Here is a set of records. Copy them all exactly.

=== Begin Enclosure ===

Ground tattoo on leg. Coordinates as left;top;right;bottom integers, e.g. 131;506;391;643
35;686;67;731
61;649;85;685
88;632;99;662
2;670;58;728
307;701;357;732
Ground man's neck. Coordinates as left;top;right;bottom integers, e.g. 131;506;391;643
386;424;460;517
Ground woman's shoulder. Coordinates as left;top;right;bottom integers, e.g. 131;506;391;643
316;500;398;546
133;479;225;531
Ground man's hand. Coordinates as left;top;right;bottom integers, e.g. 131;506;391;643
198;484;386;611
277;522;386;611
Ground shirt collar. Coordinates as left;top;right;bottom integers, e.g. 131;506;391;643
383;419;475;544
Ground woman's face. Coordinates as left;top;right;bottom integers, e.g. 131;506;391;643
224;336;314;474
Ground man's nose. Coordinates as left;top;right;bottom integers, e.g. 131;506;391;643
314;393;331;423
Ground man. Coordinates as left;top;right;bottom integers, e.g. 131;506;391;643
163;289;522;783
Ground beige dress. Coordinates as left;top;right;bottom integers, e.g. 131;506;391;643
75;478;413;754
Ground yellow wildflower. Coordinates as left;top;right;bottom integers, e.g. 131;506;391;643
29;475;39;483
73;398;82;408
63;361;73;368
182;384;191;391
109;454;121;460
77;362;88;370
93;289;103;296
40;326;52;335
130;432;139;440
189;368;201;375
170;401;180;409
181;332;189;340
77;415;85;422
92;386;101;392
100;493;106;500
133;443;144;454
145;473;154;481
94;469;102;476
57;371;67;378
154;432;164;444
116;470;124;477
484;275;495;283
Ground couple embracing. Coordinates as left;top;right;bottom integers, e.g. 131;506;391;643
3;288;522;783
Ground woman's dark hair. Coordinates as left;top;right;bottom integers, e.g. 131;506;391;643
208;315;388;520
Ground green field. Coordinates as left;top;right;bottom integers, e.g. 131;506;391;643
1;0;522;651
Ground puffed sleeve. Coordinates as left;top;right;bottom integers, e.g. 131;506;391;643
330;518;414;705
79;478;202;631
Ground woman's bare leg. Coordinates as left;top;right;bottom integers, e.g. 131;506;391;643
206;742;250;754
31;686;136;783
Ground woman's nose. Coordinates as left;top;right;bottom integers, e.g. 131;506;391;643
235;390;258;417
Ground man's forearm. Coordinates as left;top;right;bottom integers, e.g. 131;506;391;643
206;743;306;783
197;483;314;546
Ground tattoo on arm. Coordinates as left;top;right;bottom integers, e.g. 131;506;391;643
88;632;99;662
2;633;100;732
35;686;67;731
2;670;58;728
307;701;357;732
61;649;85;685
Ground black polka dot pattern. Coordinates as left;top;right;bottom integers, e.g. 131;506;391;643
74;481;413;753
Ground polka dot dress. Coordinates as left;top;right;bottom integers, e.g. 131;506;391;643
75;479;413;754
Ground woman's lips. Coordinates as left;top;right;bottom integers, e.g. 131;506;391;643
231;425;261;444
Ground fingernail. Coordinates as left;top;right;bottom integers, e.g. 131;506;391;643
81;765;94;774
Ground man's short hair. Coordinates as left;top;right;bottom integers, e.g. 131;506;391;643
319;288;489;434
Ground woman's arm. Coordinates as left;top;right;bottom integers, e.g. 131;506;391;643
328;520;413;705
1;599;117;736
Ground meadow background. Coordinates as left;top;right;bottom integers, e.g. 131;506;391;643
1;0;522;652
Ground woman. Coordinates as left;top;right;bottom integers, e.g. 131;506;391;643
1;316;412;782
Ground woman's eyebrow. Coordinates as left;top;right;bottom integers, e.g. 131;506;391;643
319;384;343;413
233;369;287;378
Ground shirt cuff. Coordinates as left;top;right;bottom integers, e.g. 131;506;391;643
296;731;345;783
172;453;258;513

=== End Enclosure ===

ANSWER TO THIS EXERCISE:
Ground tattoo on leg. Coordinates as left;top;right;bottom integers, e.g. 131;506;391;643
35;686;67;731
61;649;85;685
88;632;99;662
2;670;58;728
307;701;357;732
Ground man's neck. Coordinates as left;top;right;bottom integers, e.g. 131;506;391;643
386;424;460;517
Ground woman's shoulder. Coordinates as left;top;right;bottom integers, e.g. 131;506;391;643
316;500;398;546
133;479;225;531
Ground man's hand. Coordinates as left;top;right;bottom integers, e.g. 131;506;391;643
198;484;386;611
277;522;386;611
Ground shirt collar. Coordinates as left;top;right;bottom integers, e.g. 131;506;391;643
383;419;475;544
Ground woman's face. Coordinates as left;top;right;bottom integers, e.g. 131;506;391;643
224;336;314;474
Ground man's nose. Coordinates as left;top;right;bottom integers, e.g. 131;506;391;643
314;393;331;423
Ground man. Coordinates as left;top;right;bottom integers, e.g. 131;506;391;643
163;289;522;783
Ground beige dress. Coordinates as left;top;right;bottom integers, e.g. 131;506;391;643
75;478;413;754
Ground yellow wildflower. Coordinates as left;top;right;bottom integers, e.g. 131;506;391;643
29;475;39;483
73;398;82;408
63;361;73;368
182;384;191;391
109;454;121;460
77;362;88;370
93;289;103;296
40;326;52;335
130;432;139;440
189;368;201;375
170;401;180;409
181;332;189;340
77;415;85;422
92;386;101;392
100;493;106;500
133;443;144;454
145;473;154;481
94;469;102;476
57;371;67;378
154;432;164;444
116;470;124;477
484;275;495;283
Ground couple embracing. Coordinates as left;top;right;bottom integers, e.g. 131;506;391;643
3;288;522;783
Ground woman's dark hair. Coordinates as left;top;right;bottom integers, e.g. 131;506;391;643
208;315;388;520
Ground green field. Coordinates as left;top;right;bottom integers, e.g. 131;506;391;643
1;0;522;651
Ground puffed sleeve. Coordinates as left;top;right;bottom integers, e.g. 131;506;391;643
330;518;414;705
79;478;202;631
Ground woman's bare leg. Coordinates as left;top;right;bottom integers, e.g. 131;506;391;643
206;742;250;754
31;686;136;783
Ground woman's nose. Coordinates as left;top;right;bottom integers, e.g. 131;506;391;643
235;390;258;417
Ground man's forearm. Coordinates as left;top;right;bottom integers, e.g. 131;506;391;643
206;743;306;783
197;483;314;546
Ground tattoo on arm. Coordinates as left;top;right;bottom integers, e.g. 131;506;391;643
88;632;99;662
2;633;100;732
35;686;67;731
2;670;58;728
307;701;357;732
61;649;85;685
Ground black polka dot pattern. Coordinates as left;top;right;bottom integers, e.g. 131;506;391;643
74;481;413;753
Ground polka dot dress. Coordinates as left;top;right;bottom integers, e.g. 131;506;391;643
75;479;413;754
Ground woman's lips. Coordinates as left;top;right;bottom integers, e.g. 131;506;391;643
231;425;261;444
Ground fingernail. Coordinates as left;top;right;bottom integers, e.g. 131;506;391;643
81;765;94;774
Ground man's short hair. Coordinates as left;top;right;bottom integers, e.g. 131;506;391;643
319;288;489;434
Ground woman's arm. Coordinates as left;top;right;bottom integers, e.g. 131;506;391;643
328;520;413;705
1;599;117;736
Ground meadow background. Coordinates as left;top;right;bottom integers, e.g. 131;506;391;643
1;0;522;652
Ground woman. Coordinates as left;top;right;bottom integers, e.g. 131;506;391;643
1;316;412;782
Ground woman's eyebrow. Coordinates as left;top;right;bottom integers, e.g. 131;506;391;643
319;384;343;413
233;369;287;378
Ground shirt cuff. Coordinates as left;top;right;bottom integers, e.g. 131;506;391;643
296;731;345;783
172;453;258;513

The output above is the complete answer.